Не приходится сомневаться, что эти схождения объясняются наличием определенных интертекстуальных связей: общеизвестно, что рассказ «The Imp of the Perverse» был переведен Бодлером, который к тому же представил его истолкование в своих «Новых заметках об Эдгаре По»; как считается, перевод стал прототекстом «Дурного стекольщика». И хотя «Демон перверсии» не входит в триаду рассказов По, опубликованных Достоевским в журнале «Время», где он, кроме того, попытался определить характер фантастического в поэтике американского писателя, будущий автор романа «Бесы», название которого иногда переводится на французский как «Демоны», отлично знал тексты «Сердце-обличитель» и «Черный кот», содержащие рассуждение о духе перверсии, каковое – можно предположить – и легло в основу некоторых умозаключений человека из подполья:
И вот тогда явился, будто мне на бесповоротную и конечную погибель, дух ПЕРВЕРСИИ. Дух этот философия совершенно не принимает во внимание. Однако, подобно тому как я уверен в существовании собственной души, я могу полагать, что перверсия является одним из первичных импульсов человеческого сердца; одной из изначальных и неделимых способностей или чувствований, задающих направленность характеру человека. Кто не ловил себя сотни раз на поступке глупом или пустом, совершаемом по той только причине, что сам понимал, что не должен этого делать? Разве нет в нас, несмотря на главенство способности суждения, постоянного влечения к тому, чтобы нарушить закон, просто потому, что мы понимаем, что это – закон?[55]
От этой общей исходной точки Бодлер и Достоевский идут каждый своим путем, предлагая собственные вариации на темы духа перверсии, соответствующие как внутренним убеждениям, так и творческим задачам писателей. Вместе с тем можно попытаться обнаружить связку текстов на основе предшествующих литературных традиций: противоречивый, непредсказуемый характер человеческого существа является весьма давним литературным топосом, общим местом, восходящим к античной литературе (Гораций и Сенека, Лукреций и Овидий) («Video meliora proboque deteriora sequor»[56]) и подхваченным французскими классическими моралистами. В этом плане можно отметить, что одна мысль Паскаля непосредственно предвосхищает известную метафору фортепьянных клавиш у Достоевского: «Нам кажется, что, касаясь человека, мы касаемся самых обычных фортепьянных клавиш. Эти клавиши касаются истины; но они причудливы, изменчивы, непостоянны…»[57].

- **Данные для анализа**:
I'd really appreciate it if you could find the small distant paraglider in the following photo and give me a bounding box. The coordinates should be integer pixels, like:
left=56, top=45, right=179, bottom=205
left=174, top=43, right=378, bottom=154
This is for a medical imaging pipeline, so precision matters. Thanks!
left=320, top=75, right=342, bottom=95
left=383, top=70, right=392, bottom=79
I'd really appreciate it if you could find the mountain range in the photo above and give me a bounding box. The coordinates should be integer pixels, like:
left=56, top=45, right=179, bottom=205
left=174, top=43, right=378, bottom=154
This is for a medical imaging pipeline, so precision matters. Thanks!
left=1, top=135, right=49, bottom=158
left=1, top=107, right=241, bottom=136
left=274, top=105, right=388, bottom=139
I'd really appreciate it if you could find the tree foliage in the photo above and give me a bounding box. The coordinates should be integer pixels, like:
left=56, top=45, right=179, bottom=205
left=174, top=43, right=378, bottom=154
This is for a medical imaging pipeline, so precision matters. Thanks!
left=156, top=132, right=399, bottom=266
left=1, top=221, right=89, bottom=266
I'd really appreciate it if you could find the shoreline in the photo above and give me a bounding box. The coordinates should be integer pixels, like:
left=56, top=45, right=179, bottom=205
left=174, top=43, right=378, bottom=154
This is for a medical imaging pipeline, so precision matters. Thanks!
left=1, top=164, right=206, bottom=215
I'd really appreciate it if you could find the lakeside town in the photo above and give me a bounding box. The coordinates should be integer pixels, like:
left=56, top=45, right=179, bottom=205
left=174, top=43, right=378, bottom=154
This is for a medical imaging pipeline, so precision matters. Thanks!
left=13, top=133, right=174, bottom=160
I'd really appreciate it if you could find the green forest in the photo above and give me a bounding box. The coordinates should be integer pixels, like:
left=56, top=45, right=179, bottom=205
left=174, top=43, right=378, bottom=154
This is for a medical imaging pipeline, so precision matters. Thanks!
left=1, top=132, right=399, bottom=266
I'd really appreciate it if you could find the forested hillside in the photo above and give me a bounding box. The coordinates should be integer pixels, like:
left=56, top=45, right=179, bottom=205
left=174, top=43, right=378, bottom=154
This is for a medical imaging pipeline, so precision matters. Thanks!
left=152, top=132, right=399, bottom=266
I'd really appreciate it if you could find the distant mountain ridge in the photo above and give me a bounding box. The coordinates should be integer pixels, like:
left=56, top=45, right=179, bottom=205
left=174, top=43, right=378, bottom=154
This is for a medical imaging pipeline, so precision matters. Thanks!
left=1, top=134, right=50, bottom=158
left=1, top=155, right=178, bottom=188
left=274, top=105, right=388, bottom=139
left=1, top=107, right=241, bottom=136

- **Задание**:
Определите, соответствуют ли извлечённому тексту утверждения ниже, и для каждого ответьте «да» или «нет», приведя дословно решающие слова текста.
1. Рассказ «The Imp of the Perverse» перевёл Бодлер.
2. «Демон перверсии» входит в триаду рассказов По, опубликованных Достоевским в журнале «Время».
3. Мысль Паскаля предвосхищает метафору фортепьянных клавиш у Достоевского.

- **Поле ответа**:
1. Да: «общеизвестно, что рассказ «The Imp of the Perverse» был переведен Бодлером».
2. Нет: «„Демон перверсии“ не входит в триаду рассказов По, опубликованных Достоевским в журнале „Время“».
3. Да: «одна мысль Паскаля непосредственно предвосхищает известную метафору фортепьянных клавиш у Достоевского».